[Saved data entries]
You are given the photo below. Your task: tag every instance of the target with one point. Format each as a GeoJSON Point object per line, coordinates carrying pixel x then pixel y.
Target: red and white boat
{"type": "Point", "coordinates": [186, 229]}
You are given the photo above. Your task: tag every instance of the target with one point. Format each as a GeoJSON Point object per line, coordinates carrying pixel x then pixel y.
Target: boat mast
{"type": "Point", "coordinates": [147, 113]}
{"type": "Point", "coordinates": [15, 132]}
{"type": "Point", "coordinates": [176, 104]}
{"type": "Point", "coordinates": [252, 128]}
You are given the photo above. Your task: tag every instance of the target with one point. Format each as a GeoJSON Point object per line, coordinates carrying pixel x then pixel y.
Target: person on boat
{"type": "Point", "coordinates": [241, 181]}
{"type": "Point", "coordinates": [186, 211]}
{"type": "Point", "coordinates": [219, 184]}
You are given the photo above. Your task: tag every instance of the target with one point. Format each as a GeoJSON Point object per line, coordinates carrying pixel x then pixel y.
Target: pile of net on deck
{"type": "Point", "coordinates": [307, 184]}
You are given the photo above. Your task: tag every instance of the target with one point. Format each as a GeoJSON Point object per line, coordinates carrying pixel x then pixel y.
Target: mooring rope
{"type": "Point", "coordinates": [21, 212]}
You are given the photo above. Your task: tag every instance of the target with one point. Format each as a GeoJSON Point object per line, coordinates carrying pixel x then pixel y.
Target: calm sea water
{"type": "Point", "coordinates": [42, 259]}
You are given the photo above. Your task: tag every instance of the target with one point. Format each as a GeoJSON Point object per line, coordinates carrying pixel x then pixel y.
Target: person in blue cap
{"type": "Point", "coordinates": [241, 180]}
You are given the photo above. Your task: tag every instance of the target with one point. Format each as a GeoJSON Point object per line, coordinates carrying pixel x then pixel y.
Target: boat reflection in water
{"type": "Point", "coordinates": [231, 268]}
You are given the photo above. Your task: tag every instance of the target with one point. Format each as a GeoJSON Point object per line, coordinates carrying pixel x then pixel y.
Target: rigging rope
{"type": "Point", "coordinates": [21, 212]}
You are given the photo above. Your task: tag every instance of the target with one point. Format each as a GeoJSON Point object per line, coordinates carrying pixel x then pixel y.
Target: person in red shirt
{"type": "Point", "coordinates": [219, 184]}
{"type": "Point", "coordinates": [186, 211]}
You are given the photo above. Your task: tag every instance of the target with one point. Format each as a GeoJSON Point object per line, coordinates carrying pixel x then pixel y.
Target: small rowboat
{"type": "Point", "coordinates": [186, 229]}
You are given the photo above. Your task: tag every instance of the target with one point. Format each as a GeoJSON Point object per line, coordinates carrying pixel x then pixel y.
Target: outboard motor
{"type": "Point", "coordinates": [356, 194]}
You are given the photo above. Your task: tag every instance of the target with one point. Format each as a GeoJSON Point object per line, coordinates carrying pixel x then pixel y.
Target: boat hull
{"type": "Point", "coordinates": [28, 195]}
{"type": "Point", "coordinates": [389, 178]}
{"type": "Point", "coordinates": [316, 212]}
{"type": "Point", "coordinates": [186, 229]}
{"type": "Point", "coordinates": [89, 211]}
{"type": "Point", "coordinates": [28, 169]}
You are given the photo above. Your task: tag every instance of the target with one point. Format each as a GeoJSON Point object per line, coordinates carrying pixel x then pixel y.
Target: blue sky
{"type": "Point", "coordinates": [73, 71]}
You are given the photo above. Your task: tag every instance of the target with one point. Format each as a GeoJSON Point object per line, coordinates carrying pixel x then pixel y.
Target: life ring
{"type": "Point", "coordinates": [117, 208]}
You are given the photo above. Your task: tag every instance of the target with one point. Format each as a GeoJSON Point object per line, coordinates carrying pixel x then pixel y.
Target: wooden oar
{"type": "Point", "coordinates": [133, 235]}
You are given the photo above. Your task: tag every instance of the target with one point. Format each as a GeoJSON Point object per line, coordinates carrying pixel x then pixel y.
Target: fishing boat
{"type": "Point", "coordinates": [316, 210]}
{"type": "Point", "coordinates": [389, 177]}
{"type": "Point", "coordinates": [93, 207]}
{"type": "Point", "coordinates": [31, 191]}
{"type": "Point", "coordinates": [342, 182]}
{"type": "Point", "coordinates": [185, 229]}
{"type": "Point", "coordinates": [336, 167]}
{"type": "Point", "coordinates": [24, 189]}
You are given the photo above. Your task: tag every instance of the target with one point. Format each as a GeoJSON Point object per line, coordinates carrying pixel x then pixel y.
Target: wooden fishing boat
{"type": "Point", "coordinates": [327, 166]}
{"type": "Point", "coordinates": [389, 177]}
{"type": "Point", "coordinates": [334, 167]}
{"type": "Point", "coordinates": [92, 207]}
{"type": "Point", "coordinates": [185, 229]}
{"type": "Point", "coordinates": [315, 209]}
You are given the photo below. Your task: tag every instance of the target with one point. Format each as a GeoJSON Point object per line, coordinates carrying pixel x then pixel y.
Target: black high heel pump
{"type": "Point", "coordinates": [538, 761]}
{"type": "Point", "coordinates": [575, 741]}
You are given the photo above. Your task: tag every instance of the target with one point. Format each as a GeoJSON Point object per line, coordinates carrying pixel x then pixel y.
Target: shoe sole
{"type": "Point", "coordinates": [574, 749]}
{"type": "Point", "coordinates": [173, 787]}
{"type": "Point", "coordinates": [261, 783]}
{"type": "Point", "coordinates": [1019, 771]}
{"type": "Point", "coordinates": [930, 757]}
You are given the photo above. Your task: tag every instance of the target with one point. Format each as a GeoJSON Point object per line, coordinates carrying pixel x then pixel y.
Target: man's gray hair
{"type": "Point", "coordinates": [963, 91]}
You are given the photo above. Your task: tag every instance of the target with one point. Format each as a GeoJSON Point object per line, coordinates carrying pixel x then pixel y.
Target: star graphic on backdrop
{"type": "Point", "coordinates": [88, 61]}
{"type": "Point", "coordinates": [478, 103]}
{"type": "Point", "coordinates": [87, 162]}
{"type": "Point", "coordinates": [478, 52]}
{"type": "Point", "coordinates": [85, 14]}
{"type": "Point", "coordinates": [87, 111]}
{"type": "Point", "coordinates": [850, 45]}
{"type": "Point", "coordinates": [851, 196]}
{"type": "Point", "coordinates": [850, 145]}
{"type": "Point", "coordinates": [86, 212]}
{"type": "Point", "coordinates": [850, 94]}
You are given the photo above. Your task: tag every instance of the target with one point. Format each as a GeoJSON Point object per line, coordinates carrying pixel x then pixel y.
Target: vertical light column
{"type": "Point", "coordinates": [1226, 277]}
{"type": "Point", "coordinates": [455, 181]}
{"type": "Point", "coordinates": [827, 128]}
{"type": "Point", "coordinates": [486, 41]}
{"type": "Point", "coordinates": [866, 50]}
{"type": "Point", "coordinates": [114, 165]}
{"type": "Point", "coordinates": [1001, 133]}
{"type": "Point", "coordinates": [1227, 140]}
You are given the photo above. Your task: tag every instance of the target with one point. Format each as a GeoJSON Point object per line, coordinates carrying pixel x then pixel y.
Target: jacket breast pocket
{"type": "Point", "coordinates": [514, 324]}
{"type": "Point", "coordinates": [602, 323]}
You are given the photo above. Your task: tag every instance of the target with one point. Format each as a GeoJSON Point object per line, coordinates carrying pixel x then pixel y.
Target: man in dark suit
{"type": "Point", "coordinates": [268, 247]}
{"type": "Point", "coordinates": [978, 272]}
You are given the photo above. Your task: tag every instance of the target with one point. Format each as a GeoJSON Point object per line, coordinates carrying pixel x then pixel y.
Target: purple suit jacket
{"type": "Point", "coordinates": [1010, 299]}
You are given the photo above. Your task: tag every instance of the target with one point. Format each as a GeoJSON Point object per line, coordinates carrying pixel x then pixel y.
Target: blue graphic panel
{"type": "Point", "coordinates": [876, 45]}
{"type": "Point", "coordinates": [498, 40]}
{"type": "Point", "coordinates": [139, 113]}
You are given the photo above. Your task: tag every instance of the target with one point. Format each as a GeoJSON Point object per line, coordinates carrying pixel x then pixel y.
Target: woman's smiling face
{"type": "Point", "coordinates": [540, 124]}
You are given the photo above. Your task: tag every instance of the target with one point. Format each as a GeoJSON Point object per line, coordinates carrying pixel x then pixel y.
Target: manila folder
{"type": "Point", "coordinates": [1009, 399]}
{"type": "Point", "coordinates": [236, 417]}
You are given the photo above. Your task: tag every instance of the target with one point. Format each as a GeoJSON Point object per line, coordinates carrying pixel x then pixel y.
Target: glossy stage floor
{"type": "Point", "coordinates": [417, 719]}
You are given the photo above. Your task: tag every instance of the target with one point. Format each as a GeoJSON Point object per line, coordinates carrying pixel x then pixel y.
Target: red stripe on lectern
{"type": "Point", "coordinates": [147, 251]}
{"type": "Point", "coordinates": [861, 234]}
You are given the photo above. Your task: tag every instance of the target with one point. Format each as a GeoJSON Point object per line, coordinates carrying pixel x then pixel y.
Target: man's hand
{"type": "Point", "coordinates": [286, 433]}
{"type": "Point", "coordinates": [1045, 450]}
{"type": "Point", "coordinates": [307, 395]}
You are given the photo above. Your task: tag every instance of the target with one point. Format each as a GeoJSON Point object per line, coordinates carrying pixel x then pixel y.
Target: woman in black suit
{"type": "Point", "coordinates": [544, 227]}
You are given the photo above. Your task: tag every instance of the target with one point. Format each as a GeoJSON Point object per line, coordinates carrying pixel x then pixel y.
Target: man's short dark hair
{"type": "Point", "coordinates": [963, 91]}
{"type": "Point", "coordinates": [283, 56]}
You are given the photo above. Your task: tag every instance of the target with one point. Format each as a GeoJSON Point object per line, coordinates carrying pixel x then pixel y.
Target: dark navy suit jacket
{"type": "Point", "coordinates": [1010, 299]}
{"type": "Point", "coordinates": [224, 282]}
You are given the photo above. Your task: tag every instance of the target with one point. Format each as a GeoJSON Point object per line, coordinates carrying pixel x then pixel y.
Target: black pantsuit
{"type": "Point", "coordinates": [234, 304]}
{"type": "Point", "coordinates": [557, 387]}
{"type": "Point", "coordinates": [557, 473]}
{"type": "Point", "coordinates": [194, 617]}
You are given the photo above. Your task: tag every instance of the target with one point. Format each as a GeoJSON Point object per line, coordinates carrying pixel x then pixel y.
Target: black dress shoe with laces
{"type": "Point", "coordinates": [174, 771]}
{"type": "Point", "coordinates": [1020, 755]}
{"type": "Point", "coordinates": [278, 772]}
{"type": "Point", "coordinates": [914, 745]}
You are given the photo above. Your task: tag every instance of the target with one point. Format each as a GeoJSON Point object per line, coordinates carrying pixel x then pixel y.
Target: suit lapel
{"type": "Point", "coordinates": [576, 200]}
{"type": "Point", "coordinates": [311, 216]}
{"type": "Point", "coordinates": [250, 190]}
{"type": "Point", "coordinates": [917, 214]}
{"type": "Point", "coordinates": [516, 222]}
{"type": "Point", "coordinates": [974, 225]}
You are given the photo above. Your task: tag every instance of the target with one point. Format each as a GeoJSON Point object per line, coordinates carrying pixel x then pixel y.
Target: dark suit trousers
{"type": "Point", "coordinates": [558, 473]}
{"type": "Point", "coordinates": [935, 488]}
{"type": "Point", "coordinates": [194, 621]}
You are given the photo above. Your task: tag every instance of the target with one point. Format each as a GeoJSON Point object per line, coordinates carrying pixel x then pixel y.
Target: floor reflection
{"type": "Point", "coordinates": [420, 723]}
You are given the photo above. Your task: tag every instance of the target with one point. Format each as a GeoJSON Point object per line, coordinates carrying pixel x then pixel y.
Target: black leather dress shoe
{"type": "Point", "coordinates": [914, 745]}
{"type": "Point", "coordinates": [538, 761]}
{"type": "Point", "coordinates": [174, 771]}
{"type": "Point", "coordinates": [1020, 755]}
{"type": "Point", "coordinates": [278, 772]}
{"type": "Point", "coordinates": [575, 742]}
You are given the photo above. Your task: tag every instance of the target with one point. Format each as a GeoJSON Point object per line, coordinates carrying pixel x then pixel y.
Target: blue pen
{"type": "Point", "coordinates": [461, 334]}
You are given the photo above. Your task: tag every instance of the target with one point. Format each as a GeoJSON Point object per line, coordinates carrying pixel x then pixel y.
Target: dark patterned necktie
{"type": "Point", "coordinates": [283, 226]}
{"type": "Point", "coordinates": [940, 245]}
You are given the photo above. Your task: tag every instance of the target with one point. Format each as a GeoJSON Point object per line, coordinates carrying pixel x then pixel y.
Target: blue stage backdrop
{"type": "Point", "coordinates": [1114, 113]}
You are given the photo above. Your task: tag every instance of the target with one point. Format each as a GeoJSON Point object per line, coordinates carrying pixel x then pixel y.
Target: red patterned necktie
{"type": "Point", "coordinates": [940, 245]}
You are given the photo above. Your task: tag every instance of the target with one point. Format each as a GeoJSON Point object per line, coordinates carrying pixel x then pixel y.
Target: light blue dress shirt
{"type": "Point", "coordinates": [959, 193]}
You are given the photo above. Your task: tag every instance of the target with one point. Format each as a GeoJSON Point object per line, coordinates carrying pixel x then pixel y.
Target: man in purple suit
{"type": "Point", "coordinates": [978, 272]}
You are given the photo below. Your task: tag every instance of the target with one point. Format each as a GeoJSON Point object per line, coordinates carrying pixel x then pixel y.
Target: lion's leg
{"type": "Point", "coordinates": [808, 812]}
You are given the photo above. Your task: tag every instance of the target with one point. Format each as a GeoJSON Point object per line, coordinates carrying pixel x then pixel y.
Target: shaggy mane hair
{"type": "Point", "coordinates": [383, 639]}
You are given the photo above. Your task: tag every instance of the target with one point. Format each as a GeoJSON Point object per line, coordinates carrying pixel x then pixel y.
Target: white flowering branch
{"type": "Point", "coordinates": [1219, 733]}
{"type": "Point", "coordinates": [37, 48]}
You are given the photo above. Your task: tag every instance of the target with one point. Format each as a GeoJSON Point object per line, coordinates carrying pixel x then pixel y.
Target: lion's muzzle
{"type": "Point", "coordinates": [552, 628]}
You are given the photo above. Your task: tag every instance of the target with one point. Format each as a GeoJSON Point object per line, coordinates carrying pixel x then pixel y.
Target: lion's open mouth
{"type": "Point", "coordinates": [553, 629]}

__Exercise directions__
Which lines in the data above contain the word "stage"? Copy out each one.

__Full response__
Target: glossy stage floor
Target: blue stage backdrop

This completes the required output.